* The problem *
Continue the passage about Rag Report and its fashion content from the point where it stops.

* Supplied passage *
-------

Billie Eilish at the Met Gala. The event’s “gilded glamour” theme was the subject of a Rag Report explainer video.

Mike Coppola/Getty Images

Still, publish it does. And the way Neal and her colleagues think about the publication is more rooted in tradition than you might think. As a millennial who grew up with teen magazines, Neal says, there were “certain buckets of things that I looked forward to every month,” whether it was an advice column or people writing in with their stories. She strives for that effect with regular features, like explainer videos (“it really is boundless, what you can explain in fashion.”) There’s also the opportunity for instant feedback—the menswear and sustainability-themed video was made in response to a comment on a sustainable fashion post, asking about menswear brands. “Our audience loves to see themselves represented in our content,” she says. “Seeing their own comments responded to makes them feel heard.” A recent video highlighting crocheters on TikTok brought a flurry of excited comments from those featured. “They get excited because they’re small business owners or they’re just crafting within their own little bubbles. They start to share and tag, and the next thing you know, our audience grows organically.”

-------

* Data excerpts *

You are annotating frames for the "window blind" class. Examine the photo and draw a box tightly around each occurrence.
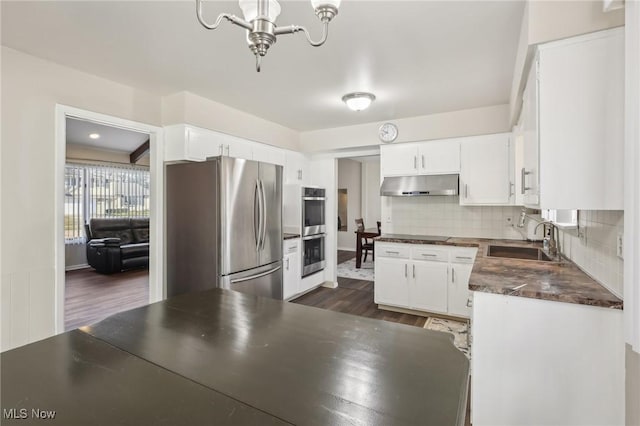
[65,163,150,244]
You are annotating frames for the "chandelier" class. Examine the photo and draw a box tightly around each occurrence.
[196,0,341,72]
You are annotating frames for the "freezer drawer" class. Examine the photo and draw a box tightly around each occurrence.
[220,260,282,300]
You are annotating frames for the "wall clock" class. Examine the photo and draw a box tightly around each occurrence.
[378,123,398,143]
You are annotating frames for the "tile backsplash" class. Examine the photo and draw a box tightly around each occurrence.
[560,210,624,297]
[382,196,524,240]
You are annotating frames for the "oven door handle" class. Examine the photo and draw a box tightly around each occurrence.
[302,234,327,241]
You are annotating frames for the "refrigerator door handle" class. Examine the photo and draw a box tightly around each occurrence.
[260,179,267,250]
[253,180,262,251]
[231,266,282,284]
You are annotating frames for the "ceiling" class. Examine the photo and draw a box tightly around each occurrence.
[66,118,149,154]
[2,0,524,131]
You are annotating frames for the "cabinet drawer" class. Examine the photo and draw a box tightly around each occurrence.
[375,244,410,259]
[451,248,478,263]
[411,247,449,262]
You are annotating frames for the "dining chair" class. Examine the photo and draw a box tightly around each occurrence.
[356,218,376,262]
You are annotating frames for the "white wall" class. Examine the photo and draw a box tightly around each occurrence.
[560,210,624,297]
[300,104,511,152]
[162,92,300,151]
[382,196,523,240]
[362,156,382,228]
[0,47,161,350]
[336,158,360,250]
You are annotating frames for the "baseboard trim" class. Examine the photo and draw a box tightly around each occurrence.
[378,304,469,321]
[64,263,90,271]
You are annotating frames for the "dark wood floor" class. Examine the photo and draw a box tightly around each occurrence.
[338,250,356,263]
[291,250,471,426]
[64,268,149,330]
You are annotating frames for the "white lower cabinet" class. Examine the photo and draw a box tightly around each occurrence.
[282,238,301,300]
[471,292,625,426]
[374,243,477,318]
[409,261,449,314]
[374,258,409,306]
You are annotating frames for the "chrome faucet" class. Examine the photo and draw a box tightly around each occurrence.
[533,221,560,256]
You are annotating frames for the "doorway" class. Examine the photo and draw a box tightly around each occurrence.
[336,155,381,281]
[55,106,164,333]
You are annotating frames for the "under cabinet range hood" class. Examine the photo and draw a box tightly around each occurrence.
[380,175,459,197]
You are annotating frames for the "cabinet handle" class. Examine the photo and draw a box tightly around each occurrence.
[520,167,531,194]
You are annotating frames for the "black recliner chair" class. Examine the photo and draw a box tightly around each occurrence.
[85,218,149,274]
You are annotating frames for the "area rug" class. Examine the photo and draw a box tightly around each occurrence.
[338,259,374,281]
[424,317,471,359]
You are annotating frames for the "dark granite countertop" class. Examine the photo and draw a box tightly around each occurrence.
[0,289,469,425]
[375,234,623,309]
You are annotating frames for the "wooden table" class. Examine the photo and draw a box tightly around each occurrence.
[0,289,469,426]
[356,228,380,268]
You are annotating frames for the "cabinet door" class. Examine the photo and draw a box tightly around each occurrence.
[284,151,307,184]
[412,260,449,313]
[282,252,300,300]
[380,143,418,176]
[460,133,511,205]
[447,263,473,318]
[538,28,624,210]
[374,257,409,307]
[515,60,540,208]
[418,139,460,174]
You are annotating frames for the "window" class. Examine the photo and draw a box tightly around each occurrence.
[64,164,150,244]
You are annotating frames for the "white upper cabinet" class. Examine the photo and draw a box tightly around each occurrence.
[380,139,460,176]
[460,133,512,205]
[523,28,624,210]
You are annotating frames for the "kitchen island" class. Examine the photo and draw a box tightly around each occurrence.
[0,289,469,425]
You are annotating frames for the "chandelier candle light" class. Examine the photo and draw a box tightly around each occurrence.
[196,0,341,72]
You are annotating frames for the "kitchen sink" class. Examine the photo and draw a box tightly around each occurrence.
[487,246,555,262]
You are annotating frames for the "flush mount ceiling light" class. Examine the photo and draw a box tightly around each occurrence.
[196,0,341,72]
[342,92,376,111]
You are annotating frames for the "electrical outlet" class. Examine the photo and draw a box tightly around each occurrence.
[616,234,624,259]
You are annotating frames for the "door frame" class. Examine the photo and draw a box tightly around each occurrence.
[54,104,165,334]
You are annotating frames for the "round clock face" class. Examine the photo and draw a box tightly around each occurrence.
[378,123,398,143]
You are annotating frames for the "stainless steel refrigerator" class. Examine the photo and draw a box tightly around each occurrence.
[165,157,282,299]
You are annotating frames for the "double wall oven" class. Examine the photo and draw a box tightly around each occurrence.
[302,187,326,277]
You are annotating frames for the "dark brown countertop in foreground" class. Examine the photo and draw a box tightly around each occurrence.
[375,234,623,309]
[0,289,469,426]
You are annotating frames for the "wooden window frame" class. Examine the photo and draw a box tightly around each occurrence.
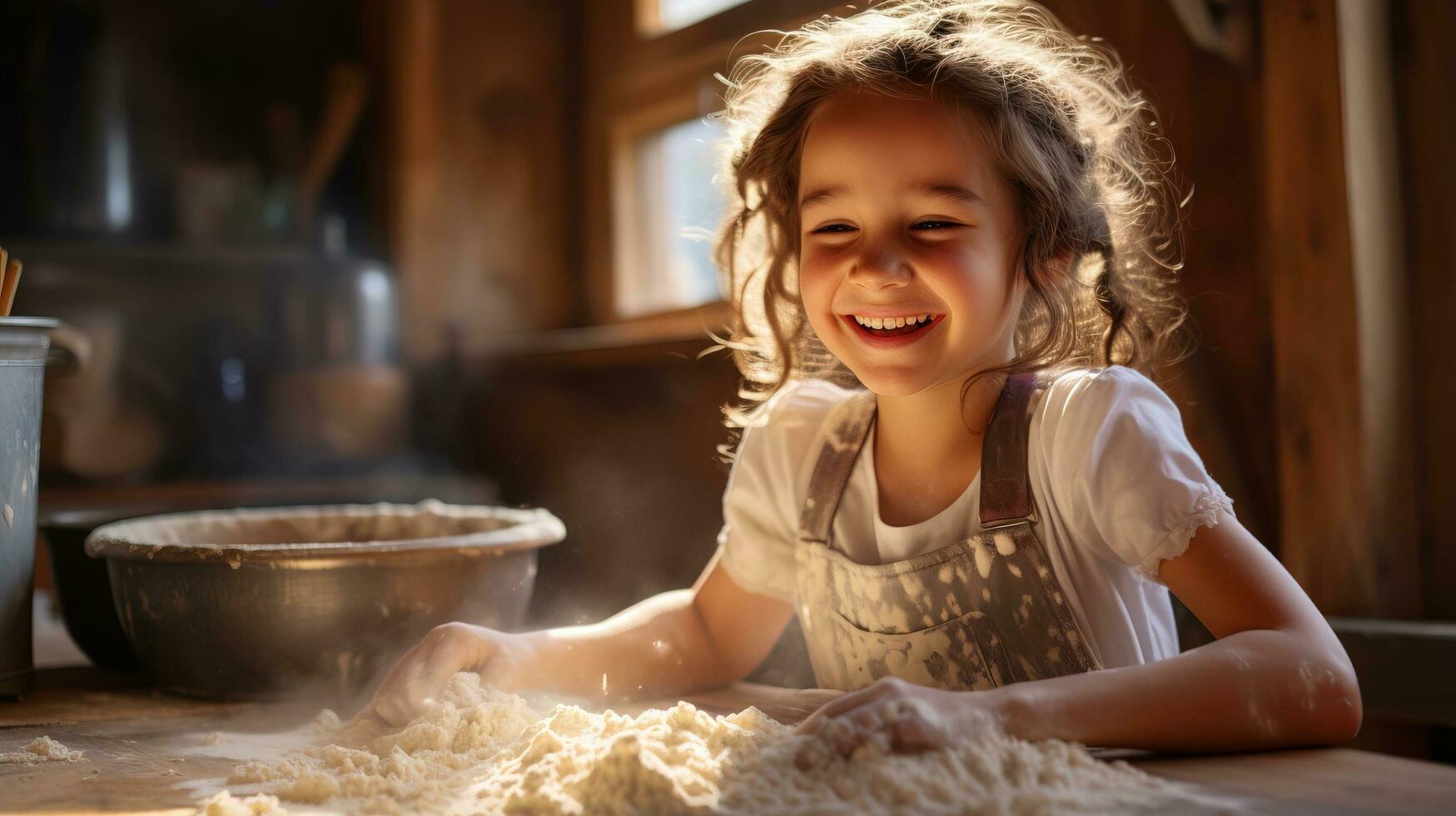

-------

* Task response *
a latina woman with bobbed hair in a white corseted gown

Paloma Elsesser at the Met Gala. A video on the return of corsetry is among Rag Report’s recent features.

Dimitrios Kambouris/Getty Images

Gen Z is, of course, simultaneously passionate about the environment and one of the biggest consumers of fast fashion. Neal summarizes the publication’s approach to all things eco as “keeping it real.” While she believes no one can be 100 percent sustainable, she feels that it’s something that “being a fashion publication, we do have a responsibility to talk about.” Whether it’s greenwashing or fashion’s ongoing diversity and inclusion conversation, “we have to talk about those things. We have to have those difficult conversations and open that dialogue. And we have seen that when we do that, in our comment section, people have dialogue [among] themselves.” Sometimes that also means not shying away from, say, a video explicitly criticizing a fast fashion brand’s environmental toll: “As a publication, we stand on who we are. This is our tone of voice, and we’re not going to bend or change to make a brand happy.”

dior ballet flats street style

Yasmin von Schlieffen-Nannen wearing Dior ballet flats. “Balletcore” was the theme of a recent Rag Report explainer.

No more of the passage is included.